• _ASSIGNED TASK_
Exact copies of the lines from the line containing "[mark] the dirt path" through the last line of the entries below are the whole answer.

• _Image-grounded pointing data_
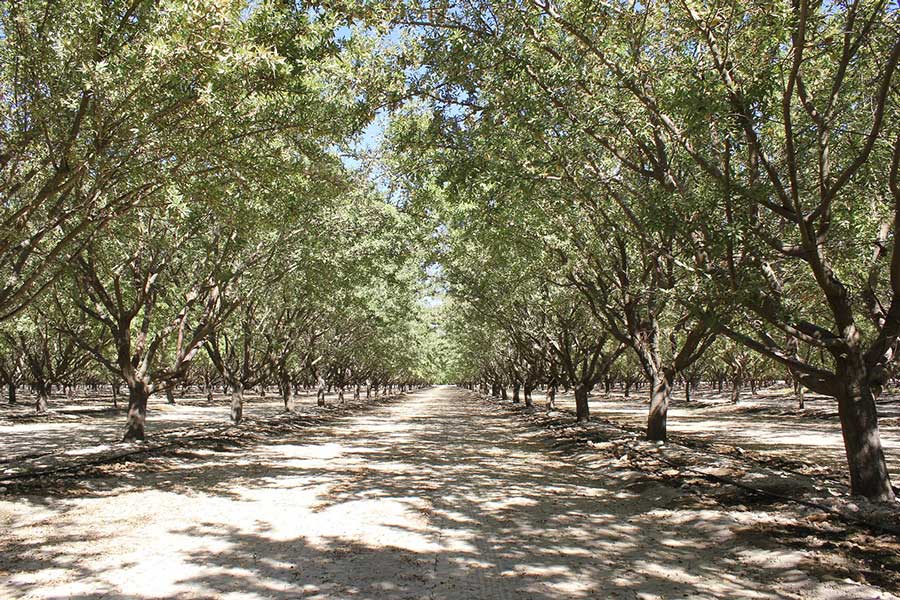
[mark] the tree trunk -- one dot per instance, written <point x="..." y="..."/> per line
<point x="862" y="440"/>
<point x="582" y="410"/>
<point x="137" y="411"/>
<point x="237" y="403"/>
<point x="286" y="396"/>
<point x="43" y="398"/>
<point x="736" y="384"/>
<point x="660" y="392"/>
<point x="320" y="395"/>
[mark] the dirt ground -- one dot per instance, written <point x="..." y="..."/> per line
<point x="767" y="424"/>
<point x="438" y="494"/>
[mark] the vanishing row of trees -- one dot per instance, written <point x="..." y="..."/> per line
<point x="645" y="183"/>
<point x="175" y="207"/>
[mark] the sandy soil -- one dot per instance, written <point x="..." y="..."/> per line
<point x="767" y="424"/>
<point x="437" y="495"/>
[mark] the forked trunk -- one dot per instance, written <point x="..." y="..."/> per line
<point x="862" y="440"/>
<point x="138" y="393"/>
<point x="582" y="410"/>
<point x="237" y="403"/>
<point x="660" y="391"/>
<point x="286" y="397"/>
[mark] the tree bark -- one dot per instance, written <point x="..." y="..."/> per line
<point x="862" y="440"/>
<point x="237" y="403"/>
<point x="137" y="411"/>
<point x="43" y="398"/>
<point x="582" y="410"/>
<point x="320" y="393"/>
<point x="736" y="384"/>
<point x="660" y="392"/>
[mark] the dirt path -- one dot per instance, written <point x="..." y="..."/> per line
<point x="437" y="496"/>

• _TASK OUTPUT_
[mark] the dirt path -- one dot per instance, written <point x="..." y="..."/> per line
<point x="437" y="496"/>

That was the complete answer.